What you need to do:
- A) From the forum thread about opening the framed display piece, list every action that the last reply tells the original poster to take.
- B) Continue the forum thread about opening the framed display piece, starting after its final reply.

Passage provided:
# what is this called and how do I fix it?



## ozziesironman (Jun 30, 2010)

If this is in the wrong forum, I apologize... but I don't know what to call this thing. Art is the closest I can come to it. 

I just need to know how to open it. It's my parents, and they drunkenly bought it in vegas way back in the day. (we've all been there, I'm sure...) and its been in my closet since the stuff fell off the back of the display case.


----------



## SABL (Jul 4, 2008)

Basically, it's a picture frame. What kind of fasteners are on the back?? It's doubtful that the back slides off but possible......got a shot of the back??


----------



## ozziesironman (Jun 30, 2010)

sure, here ya go.


----------



## SABL (Jul 4, 2008)

Check the two bumper pads at the bottom..... and remove the hanger brackets. Looks like paper has been used to cover the back......hard to tell from the pic. I see what appears to be woodgrain but with many waves. I also see what appears to be fasteners by looking at the raised spots around the edge. If it's paper backed you will have to peel it off and look for the fasteners.

Listed records:
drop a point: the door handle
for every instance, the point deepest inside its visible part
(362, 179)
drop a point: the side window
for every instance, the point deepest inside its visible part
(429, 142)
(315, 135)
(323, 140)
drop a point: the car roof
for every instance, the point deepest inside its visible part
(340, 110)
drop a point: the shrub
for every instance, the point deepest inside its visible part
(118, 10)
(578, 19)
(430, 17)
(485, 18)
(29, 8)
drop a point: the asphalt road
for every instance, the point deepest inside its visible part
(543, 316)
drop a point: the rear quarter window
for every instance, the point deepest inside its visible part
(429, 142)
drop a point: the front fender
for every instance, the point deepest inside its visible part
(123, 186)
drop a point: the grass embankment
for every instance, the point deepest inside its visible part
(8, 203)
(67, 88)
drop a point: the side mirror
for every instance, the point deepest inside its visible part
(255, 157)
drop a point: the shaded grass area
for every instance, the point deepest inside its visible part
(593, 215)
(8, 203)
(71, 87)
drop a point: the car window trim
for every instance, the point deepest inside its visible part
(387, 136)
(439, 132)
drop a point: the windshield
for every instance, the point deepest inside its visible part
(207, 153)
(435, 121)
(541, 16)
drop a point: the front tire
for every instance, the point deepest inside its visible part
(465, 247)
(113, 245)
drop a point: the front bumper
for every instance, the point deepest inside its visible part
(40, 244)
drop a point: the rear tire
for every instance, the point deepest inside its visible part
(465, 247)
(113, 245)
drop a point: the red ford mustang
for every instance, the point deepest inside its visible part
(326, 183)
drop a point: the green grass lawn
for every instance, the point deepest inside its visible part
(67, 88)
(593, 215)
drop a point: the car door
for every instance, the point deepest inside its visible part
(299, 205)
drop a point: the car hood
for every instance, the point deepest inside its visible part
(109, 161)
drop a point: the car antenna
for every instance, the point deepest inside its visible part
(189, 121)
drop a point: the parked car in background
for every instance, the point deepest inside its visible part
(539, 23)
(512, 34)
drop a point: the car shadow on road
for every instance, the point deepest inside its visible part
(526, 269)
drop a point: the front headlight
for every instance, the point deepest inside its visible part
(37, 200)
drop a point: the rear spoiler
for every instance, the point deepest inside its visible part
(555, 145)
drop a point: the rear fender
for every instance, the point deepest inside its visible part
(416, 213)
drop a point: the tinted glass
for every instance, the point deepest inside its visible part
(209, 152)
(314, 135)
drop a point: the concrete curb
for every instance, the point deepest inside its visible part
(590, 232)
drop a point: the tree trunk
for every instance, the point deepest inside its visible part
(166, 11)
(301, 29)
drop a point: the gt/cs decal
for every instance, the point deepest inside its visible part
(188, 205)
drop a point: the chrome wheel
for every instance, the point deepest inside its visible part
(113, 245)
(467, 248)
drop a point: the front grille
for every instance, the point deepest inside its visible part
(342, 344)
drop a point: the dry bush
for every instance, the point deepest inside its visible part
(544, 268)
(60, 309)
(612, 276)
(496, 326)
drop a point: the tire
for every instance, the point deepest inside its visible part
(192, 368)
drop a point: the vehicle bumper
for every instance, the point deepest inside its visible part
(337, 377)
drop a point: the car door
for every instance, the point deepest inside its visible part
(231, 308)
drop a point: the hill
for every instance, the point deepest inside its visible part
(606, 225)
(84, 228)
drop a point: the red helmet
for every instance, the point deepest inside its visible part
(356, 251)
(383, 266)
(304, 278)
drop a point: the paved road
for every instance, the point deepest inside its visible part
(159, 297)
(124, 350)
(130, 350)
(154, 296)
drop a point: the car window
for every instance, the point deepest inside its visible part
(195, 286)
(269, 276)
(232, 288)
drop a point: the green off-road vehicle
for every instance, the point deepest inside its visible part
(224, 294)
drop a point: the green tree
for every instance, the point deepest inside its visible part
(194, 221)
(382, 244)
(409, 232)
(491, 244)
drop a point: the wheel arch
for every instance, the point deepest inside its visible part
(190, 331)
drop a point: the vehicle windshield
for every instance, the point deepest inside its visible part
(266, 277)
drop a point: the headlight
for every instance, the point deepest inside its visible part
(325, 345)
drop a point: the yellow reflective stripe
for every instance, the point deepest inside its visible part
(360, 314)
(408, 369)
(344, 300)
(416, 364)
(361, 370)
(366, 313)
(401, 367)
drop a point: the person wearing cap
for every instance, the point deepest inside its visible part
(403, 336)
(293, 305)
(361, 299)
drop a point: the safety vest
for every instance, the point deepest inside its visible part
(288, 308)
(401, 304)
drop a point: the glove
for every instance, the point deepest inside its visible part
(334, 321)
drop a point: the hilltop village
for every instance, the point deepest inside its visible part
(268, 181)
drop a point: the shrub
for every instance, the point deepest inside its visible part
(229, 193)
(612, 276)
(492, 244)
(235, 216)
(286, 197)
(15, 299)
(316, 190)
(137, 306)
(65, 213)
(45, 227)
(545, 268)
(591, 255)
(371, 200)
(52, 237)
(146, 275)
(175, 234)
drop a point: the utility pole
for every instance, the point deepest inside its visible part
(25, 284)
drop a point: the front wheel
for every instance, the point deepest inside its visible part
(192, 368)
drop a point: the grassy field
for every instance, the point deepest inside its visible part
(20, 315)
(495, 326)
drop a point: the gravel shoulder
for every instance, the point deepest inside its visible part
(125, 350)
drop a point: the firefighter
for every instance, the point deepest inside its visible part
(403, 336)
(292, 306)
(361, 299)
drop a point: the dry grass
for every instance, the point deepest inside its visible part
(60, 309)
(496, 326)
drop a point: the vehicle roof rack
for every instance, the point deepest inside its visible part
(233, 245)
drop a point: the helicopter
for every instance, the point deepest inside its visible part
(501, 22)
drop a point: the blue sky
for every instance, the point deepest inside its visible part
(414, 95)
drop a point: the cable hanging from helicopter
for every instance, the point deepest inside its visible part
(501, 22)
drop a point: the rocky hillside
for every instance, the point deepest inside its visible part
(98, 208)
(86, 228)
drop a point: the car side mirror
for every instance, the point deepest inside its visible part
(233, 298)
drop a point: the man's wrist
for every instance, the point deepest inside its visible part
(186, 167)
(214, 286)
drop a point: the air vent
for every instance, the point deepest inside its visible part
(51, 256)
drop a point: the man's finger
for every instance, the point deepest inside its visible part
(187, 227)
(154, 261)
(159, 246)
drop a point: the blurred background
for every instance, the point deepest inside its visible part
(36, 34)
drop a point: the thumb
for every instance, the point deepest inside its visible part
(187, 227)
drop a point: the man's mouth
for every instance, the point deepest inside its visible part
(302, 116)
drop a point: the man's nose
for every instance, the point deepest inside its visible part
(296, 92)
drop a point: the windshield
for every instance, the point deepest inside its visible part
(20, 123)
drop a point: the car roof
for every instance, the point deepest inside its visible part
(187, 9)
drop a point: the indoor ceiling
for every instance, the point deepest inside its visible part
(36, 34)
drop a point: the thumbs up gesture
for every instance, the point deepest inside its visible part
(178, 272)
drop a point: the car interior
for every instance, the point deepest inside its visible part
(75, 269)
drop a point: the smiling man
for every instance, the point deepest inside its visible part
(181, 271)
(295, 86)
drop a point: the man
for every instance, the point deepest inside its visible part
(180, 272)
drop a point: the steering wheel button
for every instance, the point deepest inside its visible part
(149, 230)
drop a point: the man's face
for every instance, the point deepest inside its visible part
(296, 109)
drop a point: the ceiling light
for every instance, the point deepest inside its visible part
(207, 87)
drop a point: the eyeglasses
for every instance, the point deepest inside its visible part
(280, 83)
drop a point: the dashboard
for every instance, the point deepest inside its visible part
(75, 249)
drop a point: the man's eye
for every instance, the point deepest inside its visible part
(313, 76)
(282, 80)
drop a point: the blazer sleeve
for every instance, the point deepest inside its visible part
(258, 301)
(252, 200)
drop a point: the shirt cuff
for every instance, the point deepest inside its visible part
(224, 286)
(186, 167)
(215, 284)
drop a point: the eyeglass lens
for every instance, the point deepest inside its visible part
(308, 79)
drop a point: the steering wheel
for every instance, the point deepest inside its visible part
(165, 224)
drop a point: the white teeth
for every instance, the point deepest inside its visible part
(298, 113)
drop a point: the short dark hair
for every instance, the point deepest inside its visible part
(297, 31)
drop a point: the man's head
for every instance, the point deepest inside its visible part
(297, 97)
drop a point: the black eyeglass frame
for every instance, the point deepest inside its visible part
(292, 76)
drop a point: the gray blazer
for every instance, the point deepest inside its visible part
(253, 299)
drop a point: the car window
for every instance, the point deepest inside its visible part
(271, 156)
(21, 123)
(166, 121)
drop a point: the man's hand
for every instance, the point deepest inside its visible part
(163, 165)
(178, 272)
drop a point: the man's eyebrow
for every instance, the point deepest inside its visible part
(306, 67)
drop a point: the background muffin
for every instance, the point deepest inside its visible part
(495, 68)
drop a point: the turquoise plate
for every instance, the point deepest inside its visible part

Set of answers:
- A)
- Check the two bumper pads at the bottom.
- Remove the hanger brackets.
- If the back is covered with paper, peel it off.
- Look for the fasteners.

- B)
----------



## aptpupil (Mar 16, 2012)

tough to tell from the picture - how much room is there between the glass and the wood behind it? kinda looks like there's a couple inches of space. there might be touch latch or something where you can pull the frame or push it in and the frame will swing out (usually it will be attached with a piano hinge). does it look like there are any hinges or latches on the sides?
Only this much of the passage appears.